#### Text section
● ● ●
We queue up for registration having first gone through security. There were four metal detectors none of which worked because they had not yet turned on the electricity so we had to go  through the gruelling process of answering if our name was correct which I proved through the rather remarkable way of showing  my British driving licence. 

“ Why you no have passport ?” The security guard asks. 
“They ran out of ink for  the visas” Hassan raises his eyebrows 
“ Again ?” 
Ok so this is not new, I’m feeling better, I may yet see my passport. 

We enter the huge cavernous conference Hall and take our seats just as the electricity kicks in and mercifully,  so does the air con. And we wait. There is no breakfast coffee there are no rolls there is no water, there is a look of confusion on the faces of staff, it is as if they have been shocked that a conference has turned up

There are around 600 delegates, many of them senior politicians and diplomats from African countries. 8am become 9 am, then 10  am ….No President, but lots of people meeting people they know and haven’t seen for a long time, so it is a quite a pleasant reunion for many. They are looking forward to the President and the conference starting.

10am becomes 11 am, then it is not quite so pleasant as people are running out of polite conversation.  
Pleasantries are also being eroded by thirst and hunger. Hassan advises not to drink the water from the faucet in the toilets, we share a half bottle of water he has in his briefcase. 

There is an organising committee who have been saying the President is just around the corner and will be with us soon.  Define soon ? My soon is not their soon. Then the organising committee vanish and a rumour begins to circulate. They have gone to meet the President who decided to have a day off at a resort 40km away. 

Then another rumour begins to circulate – they forgot lunch. So we now have 600 very hungry,  very thirsty people. 
With immaculate timing a herd of goats walk across the scrub land that surrounds the Conference Centre. Hassan, who likes his food looks at them wistfully and says “ I have a pen knife, all we need is some bread and something to make a BBQ with.”
● ● ●
#### Written instruction 1
Return the passage from the conference account starting with "Pleasantries are also" and going on through "resort 40km away.", copied word for word.
#### Written instruction 2
According to the conference account, why did none of the four metal detectors work? Answer in one to three sentences.
#### Written instruction 3
Shorten the paragraph of the conference account that begins "There is an organising committee" while keeping its main facts.

#### Information shown
● ● ●
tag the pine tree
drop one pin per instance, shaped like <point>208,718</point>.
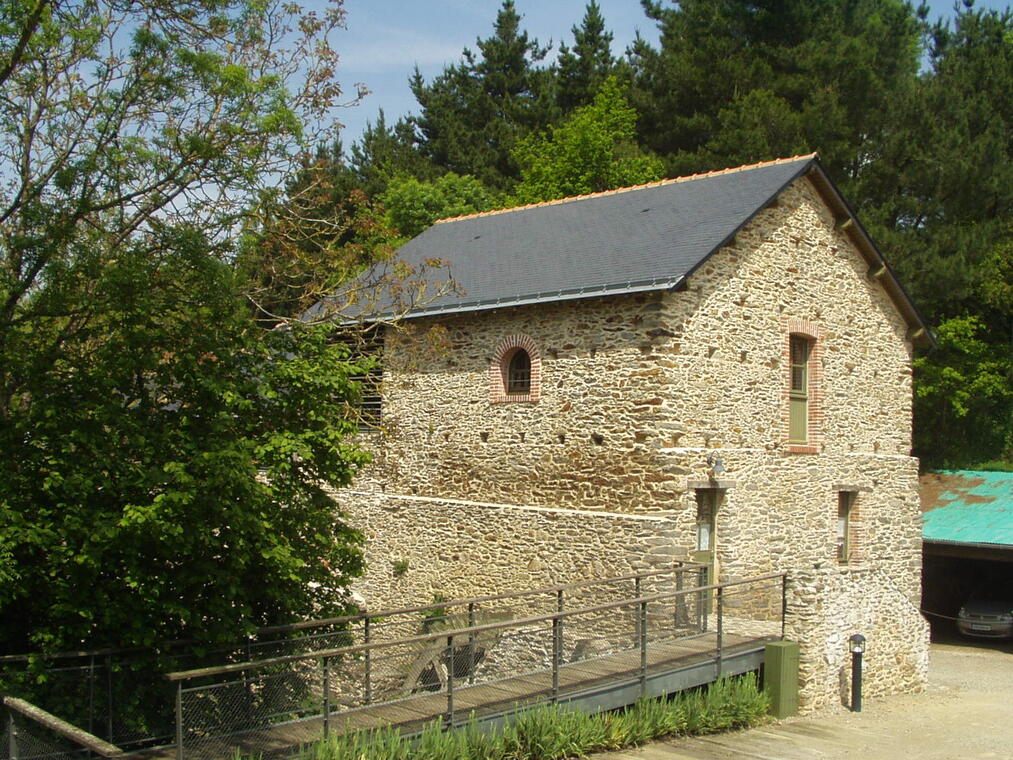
● ● ●
#### Written solution 1
Pleasantries are also being eroded by thirst and hunger. Hassan advises not to drink the water from the faucet in the toilets, we share a half bottle of water he has in his briefcase. 

There is an organising committee who have been saying the President is just around the corner and will be with us soon.  Define soon ? My soon is not their soon. Then the organising committee vanish and a rumour begins to circulate. They have gone to meet the President who decided to have a day off at a resort 40km away.

#### Written solution 2
None of the four metal detectors worked because the electricity had not yet been turned on.

#### Written solution 3
The organizing committee kept saying the President would arrive soon, though the narrator notes that their idea of "soon" differs from the narrator's. Then the committee disappeared, and a rumor spread that they had gone to meet the President, who had decided to take a day off at a resort 40 km away.